* _CONSIGNA 1_
Indica si cada afirmación concuerda con el texto sobre la verbena, respondiendo sí o no y citando las palabras decisivas del texto: (a) el tema con que se abrió el concierto le dio un Oscar a J. L. Garci; (b) las luces de los focos se encendieron antes de la medianoche; (c) Antonio tocaba un bajo "Fender".

* _FRAGMENTO DEL TEXTO_
----------------

Como a las grandes citas ineludibles que sólo se dan cada cierto tiempo y que a todos nos reúne frente al televisor para vivir un acontecimiento único e irrepetible (llámese ceremonia inaugural de los Juegos Olímpicos, Mundial de fútbol, final de la Champions, de Operación Triunfo o incluso Boda Real), yo también asistí el sábado de las fiestas a la verbena que los Abedules amenizaron en la calle Lorenzo Díaz. Llegué antes de tiempo y la plazuela aún vestía calvas. Las primeras sillas ya marcaban el perímetro de lo que antes fuera el antiguo mercado y los más ancianos, acicalados con sus trajes de gala, guardaban con recelo el codiciado umbral o un sitio de privilegio para darle, más que al oído, al ojo. Podía leer la impaciencia en los rostros de alguno de ellos. Pasadas las doce de la noche las luces de los focos se encendieron. Todo estaba a punto. Arriba había estrellas y de vez en cuando soplaba una brisa ligera que salpicaba la plazuela de nostalgia. La noche estaba perfecta. No presté atención a ese viejo ceremonial con que Lalo solía poner a punto los micrófonos “Sí, sí… Probando…, probando… Sí”, pero a buen seguro que lo hizo. Lo que sí recuerdo es cómo subieron las escaleras con la misma disposición que el primer día, como si por ellos no hubiesen pasado los años. Luego, los miembros de la banda se posicionaron en sus consabidos lugares y abrieron el concierto con el tema que dio celebridad y un Oscar a J. L. Garci, el primero ganado por una película española. Las notas de “Volver a empezar” (“Begin the beguine” de Cole Porter) parecían brotar solas, como si los instrumentos, en lugar de haber dormido durante un año, conociesen de memoria cada acorde y ni siquiera hiciese falta que alguien los accionase. Venciendo el miedo primero a la vergüenza, al qué dirán, varias parejas decidieron romper el hielo y lanzarse a bailar sobre el asfalto. La noche avanzaba.

Después de cumplir con la barra que se había improvisado para la ocasión, mis amigos y yo regresamos a la pista. Una vez más volví a mirar al escenario, esta vez buscando los detalles. Un juego de luces obsoleto enmarcaba la escena, sobresaliendo por encima de los músicos, y dando la sensación de prolongar en mi memoria aquellas viejas fotos con los mismos actores que cuelgan para el recuerdo sobre las paredes de los bares de la localidad. Abajo, sobre la plataforma, la misma batería “Ludwig”, golpeada una y otra vez por el incombustible Paco, parecía no haber perdido del todo el ritmo del pasodoble. Por delante de él, también a la izquierda, Antonio sostenía, como si acunase a un niño, su antiguo bajo de madera barnizado en caoba, el viejo “Fender”. A la derecha, acomodado en un pequeño caballete, Pedro afinaba las riendas del teclado. Y, finalmente, en el centro, dominando las tablas, como si hubiese nacido sobre un escenario, Lalo mostraba su enorme naturalidad sacándole a su voz y a la guitarra “Gibson” lo mejor de sí. Ya abajo, las parejas bailaban sobre el firme igual que las peonzas de mi infancia. Algunos emigrantes de alta escuela demostraban lo aprendido en sus clases de danza en las ciudades y, en un alarde de giros imposibles y piruetas, superaban con nota la prueba para la que parecían haberse preparado todo un año. Antes de lo esperado sonó “Playa colorá” y los más nostálgicos pensaron en sus tiempos mozos, en los bailes del Pechín, en su primer amor…, tal vez el mismo con el que compartían pasos en esos momentos.

----------------

Entradas de señalamiento y etiquetado:

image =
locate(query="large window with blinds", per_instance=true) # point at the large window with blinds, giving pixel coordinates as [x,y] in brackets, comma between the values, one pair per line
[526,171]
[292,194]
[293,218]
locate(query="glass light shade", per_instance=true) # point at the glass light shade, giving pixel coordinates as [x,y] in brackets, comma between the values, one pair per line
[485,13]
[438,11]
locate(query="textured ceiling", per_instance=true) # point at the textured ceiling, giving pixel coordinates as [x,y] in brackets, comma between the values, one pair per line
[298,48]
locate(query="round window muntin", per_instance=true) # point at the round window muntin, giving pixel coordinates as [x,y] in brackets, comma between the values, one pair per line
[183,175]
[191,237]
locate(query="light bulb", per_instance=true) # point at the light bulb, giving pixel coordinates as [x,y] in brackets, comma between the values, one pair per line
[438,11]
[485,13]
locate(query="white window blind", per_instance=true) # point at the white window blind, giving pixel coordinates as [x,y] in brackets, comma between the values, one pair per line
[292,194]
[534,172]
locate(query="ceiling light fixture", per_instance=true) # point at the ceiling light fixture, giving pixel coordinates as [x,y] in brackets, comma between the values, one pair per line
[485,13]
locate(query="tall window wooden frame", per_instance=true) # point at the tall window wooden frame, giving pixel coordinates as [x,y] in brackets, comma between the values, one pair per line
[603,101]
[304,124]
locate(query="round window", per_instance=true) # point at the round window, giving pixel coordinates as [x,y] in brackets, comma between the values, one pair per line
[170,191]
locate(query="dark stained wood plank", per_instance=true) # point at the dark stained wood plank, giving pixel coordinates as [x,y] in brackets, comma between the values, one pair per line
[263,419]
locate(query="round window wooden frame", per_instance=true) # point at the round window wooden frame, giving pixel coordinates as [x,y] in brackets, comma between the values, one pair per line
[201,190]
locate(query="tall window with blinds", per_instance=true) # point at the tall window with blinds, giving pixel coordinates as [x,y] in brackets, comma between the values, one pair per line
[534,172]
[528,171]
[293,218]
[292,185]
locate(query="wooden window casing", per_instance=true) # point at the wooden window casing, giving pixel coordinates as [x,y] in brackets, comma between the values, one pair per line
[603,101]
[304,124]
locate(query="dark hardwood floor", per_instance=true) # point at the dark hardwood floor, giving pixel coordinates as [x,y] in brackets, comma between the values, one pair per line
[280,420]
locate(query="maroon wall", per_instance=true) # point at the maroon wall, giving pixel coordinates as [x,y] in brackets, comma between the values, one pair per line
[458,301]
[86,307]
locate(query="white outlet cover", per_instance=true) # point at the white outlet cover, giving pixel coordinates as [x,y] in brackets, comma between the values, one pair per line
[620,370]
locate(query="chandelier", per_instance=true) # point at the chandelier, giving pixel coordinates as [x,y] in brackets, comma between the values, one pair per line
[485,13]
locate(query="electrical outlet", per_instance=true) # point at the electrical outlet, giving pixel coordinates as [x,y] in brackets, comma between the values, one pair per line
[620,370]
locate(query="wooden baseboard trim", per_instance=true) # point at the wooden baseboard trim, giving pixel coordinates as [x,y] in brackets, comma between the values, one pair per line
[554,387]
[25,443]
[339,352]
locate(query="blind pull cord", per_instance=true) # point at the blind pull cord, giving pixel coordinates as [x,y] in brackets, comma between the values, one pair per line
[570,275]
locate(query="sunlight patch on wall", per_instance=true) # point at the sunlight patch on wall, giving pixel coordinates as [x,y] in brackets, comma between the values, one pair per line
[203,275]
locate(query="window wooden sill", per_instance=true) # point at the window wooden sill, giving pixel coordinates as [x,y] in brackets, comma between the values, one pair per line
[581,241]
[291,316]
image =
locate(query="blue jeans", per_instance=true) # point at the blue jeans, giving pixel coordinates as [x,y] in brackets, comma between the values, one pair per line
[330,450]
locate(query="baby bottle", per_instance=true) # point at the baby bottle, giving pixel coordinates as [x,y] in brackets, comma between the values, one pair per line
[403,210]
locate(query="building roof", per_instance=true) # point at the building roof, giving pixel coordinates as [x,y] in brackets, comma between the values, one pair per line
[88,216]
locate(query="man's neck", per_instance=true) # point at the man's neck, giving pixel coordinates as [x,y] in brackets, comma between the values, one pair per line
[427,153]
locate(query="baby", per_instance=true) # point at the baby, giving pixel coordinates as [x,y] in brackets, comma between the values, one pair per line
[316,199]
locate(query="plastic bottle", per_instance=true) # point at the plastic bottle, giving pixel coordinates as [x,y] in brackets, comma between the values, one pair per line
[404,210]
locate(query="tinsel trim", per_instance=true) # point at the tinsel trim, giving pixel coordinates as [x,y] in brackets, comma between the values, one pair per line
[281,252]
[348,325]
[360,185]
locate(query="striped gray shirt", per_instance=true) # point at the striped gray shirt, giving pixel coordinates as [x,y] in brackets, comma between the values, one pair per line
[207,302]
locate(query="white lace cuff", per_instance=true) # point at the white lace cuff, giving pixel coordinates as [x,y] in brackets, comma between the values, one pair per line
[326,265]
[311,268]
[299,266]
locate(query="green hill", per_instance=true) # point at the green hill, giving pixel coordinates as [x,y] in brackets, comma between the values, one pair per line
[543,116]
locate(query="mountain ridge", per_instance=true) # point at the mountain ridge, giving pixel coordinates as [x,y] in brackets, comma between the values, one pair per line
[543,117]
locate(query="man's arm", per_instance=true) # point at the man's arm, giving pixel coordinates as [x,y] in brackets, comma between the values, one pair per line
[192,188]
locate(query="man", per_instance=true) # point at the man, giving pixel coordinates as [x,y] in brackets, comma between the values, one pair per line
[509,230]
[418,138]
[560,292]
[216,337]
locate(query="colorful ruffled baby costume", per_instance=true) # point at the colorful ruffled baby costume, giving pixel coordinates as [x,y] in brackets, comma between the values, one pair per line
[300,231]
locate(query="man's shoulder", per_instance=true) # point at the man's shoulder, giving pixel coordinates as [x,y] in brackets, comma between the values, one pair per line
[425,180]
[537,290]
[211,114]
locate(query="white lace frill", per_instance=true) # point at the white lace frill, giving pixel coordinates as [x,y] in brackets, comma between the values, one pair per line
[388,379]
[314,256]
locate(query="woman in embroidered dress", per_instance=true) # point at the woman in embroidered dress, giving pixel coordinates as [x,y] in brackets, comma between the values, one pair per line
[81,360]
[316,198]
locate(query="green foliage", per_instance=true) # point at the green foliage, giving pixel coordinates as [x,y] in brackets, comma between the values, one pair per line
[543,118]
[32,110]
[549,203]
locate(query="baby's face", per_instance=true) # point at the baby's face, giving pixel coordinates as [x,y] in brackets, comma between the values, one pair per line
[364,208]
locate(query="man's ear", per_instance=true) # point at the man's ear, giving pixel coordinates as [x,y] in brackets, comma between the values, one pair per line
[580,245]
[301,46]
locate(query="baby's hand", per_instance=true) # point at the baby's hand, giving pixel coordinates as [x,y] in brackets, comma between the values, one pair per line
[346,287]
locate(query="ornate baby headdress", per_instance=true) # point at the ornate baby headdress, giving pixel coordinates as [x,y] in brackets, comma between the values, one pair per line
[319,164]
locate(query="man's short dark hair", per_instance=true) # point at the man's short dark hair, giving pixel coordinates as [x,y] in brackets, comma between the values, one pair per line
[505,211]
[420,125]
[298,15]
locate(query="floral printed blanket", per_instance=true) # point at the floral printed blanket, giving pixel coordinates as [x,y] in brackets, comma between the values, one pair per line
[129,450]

----------------

* _CONSIGNA 2_
Dispón como lista JSON de cadenas, una por línea y sin líneas en blanco, las líneas del listado que van desde la que contiene "the man's short" hasta el final del listado, ambas incluidas.

* _RESULTADO 1_
(a) Sí: «abrieron el concierto con el tema que dio celebridad y un Oscar a J. L. Garci».
(b) No: «Pasadas las doce de la noche las luces de los focos se encendieron».
(c) Sí: «su antiguo bajo de madera barnizado en caoba, el viejo “Fender”».

* _RESULTADO 2_
[
  "locate(query=\"man's short dark hair\", per_instance=true) # point at the man's short dark hair, giving pixel coordinates as [x,y] in brackets, comma between the values, one pair per line",
  "[505,211]",
  "[420,125]",
  "[298,15]",
  "locate(query=\"floral printed blanket\", per_instance=true) # point at the floral printed blanket, giving pixel coordinates as [x,y] in brackets, comma between the values, one pair per line",
  "[129,450]"
]